## start

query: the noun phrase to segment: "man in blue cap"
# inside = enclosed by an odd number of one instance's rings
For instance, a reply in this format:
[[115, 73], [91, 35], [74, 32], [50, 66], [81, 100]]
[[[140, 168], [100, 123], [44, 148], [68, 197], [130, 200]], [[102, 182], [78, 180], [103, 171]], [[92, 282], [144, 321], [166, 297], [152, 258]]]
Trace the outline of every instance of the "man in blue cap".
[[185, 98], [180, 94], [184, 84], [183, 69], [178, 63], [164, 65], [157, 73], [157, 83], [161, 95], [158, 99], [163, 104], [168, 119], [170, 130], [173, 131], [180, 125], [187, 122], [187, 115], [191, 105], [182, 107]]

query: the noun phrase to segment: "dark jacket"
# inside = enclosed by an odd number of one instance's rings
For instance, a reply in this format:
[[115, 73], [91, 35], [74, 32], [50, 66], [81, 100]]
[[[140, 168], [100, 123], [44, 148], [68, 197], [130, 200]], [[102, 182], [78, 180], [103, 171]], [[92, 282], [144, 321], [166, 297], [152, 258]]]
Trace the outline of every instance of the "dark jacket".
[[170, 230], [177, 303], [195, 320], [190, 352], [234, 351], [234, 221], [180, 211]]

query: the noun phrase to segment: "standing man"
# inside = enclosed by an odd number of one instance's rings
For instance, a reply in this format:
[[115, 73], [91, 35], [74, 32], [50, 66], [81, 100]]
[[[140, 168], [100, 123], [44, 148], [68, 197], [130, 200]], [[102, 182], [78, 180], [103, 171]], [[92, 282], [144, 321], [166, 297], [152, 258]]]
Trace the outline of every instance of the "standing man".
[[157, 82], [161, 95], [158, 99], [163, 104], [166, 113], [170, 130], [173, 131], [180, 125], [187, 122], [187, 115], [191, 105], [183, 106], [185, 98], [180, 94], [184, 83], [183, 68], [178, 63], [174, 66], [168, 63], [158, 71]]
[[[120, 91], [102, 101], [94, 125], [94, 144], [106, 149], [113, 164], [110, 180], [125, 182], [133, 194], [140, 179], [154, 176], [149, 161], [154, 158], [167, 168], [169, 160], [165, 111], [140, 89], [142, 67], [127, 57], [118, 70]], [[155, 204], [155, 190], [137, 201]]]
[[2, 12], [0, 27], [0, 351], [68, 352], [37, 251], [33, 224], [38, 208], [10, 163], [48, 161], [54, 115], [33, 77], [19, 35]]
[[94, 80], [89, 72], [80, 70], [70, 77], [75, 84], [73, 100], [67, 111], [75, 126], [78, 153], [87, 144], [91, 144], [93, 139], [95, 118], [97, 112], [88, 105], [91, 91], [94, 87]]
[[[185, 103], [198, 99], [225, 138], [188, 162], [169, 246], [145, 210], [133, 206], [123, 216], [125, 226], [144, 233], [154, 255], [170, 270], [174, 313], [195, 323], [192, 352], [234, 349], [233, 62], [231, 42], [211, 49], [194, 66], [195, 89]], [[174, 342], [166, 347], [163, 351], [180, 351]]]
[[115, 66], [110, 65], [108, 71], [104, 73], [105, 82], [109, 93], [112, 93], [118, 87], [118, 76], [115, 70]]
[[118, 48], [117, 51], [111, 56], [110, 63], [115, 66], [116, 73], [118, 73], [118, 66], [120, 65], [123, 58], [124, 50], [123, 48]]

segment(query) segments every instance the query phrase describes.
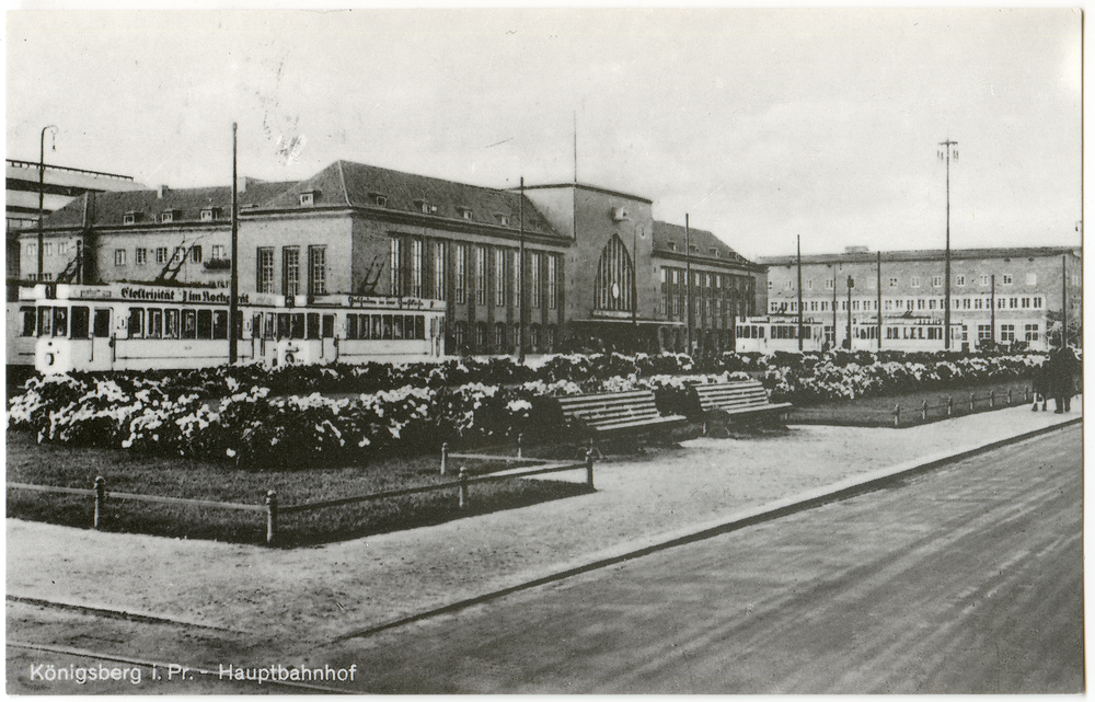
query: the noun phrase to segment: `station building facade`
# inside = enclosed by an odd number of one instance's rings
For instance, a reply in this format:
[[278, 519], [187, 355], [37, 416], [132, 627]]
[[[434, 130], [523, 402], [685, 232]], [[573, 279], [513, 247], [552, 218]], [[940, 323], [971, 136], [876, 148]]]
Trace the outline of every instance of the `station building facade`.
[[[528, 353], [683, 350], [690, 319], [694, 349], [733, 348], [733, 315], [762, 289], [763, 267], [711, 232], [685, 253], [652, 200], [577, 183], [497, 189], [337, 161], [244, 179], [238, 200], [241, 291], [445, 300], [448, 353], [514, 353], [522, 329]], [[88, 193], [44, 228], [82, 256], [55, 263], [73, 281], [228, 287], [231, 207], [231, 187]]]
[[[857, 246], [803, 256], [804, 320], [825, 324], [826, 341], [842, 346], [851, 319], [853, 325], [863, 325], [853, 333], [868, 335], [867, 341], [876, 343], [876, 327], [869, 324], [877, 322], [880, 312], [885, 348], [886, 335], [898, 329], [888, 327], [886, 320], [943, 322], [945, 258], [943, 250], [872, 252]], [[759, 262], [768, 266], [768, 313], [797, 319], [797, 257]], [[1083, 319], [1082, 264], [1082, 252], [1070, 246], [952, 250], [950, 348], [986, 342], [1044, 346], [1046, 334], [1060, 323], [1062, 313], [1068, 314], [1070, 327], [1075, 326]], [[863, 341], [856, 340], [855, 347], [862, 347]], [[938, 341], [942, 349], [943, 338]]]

## end
## start

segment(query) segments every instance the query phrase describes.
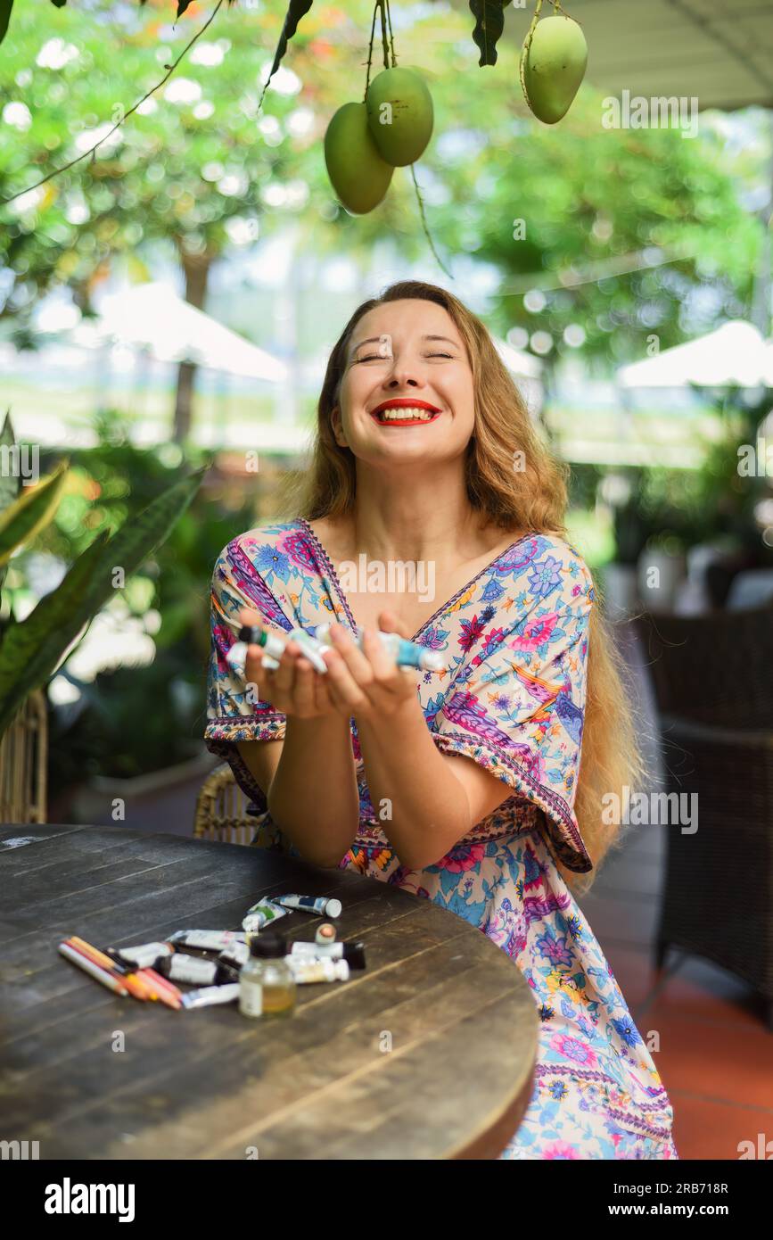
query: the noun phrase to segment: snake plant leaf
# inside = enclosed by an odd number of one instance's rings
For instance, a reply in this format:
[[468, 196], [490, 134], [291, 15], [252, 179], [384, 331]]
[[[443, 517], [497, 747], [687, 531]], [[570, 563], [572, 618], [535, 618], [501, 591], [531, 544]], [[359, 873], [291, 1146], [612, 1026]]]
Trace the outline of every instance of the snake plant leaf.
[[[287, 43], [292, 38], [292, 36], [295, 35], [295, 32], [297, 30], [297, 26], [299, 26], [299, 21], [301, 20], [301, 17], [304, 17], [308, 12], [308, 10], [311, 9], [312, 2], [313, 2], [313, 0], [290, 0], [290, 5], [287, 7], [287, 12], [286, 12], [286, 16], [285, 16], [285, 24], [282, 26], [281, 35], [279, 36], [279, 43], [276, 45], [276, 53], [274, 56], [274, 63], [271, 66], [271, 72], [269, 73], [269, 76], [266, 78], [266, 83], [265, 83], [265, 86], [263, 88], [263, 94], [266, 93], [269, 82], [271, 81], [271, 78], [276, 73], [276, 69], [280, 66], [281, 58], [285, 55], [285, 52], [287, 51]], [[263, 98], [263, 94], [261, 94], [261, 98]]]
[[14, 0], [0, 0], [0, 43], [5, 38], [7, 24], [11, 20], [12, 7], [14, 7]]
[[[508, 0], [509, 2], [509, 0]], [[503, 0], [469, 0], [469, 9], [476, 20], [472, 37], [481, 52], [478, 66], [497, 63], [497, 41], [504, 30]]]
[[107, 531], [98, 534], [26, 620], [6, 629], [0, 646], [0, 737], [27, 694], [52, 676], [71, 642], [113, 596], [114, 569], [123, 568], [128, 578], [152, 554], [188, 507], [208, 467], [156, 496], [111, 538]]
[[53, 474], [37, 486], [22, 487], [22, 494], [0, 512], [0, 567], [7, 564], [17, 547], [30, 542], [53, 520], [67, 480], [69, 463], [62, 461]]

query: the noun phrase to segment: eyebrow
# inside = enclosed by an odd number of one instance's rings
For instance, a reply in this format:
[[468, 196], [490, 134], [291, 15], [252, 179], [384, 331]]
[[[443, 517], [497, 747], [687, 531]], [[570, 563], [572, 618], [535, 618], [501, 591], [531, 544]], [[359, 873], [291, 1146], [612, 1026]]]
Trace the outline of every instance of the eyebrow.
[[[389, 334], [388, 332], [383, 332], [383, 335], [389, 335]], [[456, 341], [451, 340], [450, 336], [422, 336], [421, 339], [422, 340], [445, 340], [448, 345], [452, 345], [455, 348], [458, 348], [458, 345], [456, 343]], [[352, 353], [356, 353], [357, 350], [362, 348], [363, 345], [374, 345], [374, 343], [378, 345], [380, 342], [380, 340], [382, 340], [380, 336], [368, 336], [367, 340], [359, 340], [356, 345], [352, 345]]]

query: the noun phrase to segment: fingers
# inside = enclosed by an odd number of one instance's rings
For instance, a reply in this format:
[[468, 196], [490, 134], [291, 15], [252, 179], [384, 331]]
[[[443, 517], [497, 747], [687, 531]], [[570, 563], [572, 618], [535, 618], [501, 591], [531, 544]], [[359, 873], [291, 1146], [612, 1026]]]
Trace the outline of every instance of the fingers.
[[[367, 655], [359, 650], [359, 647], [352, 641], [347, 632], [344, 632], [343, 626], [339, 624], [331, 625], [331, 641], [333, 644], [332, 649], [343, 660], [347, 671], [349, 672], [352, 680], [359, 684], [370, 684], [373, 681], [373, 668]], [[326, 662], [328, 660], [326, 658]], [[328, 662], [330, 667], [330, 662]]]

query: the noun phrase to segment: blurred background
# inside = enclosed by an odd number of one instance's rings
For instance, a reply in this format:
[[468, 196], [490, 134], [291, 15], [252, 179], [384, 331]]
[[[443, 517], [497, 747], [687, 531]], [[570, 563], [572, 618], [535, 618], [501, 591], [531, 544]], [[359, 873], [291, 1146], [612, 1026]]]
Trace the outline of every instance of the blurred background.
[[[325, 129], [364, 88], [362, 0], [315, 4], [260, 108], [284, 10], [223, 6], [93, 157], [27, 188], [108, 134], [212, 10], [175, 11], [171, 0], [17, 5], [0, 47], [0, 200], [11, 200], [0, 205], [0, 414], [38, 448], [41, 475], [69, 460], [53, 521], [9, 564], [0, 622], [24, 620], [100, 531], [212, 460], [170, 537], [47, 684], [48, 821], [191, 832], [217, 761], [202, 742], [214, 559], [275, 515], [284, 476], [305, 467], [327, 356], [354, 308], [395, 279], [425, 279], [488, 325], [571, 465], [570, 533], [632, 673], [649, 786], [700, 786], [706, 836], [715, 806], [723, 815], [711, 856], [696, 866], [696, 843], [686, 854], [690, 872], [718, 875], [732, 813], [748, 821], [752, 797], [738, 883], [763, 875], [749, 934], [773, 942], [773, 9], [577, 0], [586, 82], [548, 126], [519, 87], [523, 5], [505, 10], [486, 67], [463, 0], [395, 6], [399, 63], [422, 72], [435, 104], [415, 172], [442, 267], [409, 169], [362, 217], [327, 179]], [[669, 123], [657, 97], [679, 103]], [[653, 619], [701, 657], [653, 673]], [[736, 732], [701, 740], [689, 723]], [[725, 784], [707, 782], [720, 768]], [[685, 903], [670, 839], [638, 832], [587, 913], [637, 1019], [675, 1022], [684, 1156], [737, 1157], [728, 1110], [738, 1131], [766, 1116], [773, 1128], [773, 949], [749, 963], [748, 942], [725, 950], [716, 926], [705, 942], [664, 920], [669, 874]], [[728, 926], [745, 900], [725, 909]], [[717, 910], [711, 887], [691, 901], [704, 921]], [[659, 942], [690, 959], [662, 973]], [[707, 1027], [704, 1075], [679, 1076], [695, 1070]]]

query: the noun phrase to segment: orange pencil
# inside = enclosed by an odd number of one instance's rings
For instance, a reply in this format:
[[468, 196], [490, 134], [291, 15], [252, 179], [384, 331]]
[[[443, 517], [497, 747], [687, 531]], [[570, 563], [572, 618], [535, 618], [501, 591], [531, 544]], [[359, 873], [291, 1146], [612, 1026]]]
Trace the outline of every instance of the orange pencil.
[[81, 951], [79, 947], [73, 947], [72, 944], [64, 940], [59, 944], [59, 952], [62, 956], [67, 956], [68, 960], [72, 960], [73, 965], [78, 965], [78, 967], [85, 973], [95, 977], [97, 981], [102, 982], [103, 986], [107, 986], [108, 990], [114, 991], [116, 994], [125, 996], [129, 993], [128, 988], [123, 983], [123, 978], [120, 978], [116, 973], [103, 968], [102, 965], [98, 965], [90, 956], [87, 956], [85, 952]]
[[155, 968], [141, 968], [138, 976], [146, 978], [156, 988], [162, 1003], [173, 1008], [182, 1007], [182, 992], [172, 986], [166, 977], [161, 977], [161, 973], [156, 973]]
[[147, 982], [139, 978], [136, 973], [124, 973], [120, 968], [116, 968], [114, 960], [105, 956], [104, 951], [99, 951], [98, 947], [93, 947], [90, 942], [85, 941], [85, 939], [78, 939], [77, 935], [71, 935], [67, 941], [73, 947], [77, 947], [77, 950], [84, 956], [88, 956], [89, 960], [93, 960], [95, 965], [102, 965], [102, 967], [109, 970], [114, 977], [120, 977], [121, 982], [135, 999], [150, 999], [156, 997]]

## end

What to do »
Pull out each line in the items above that contains the string "eyebrow". Case counts.

Expected answer »
query: the noun phrase to segment: eyebrow
Trace the outline of every instance of the eyebrow.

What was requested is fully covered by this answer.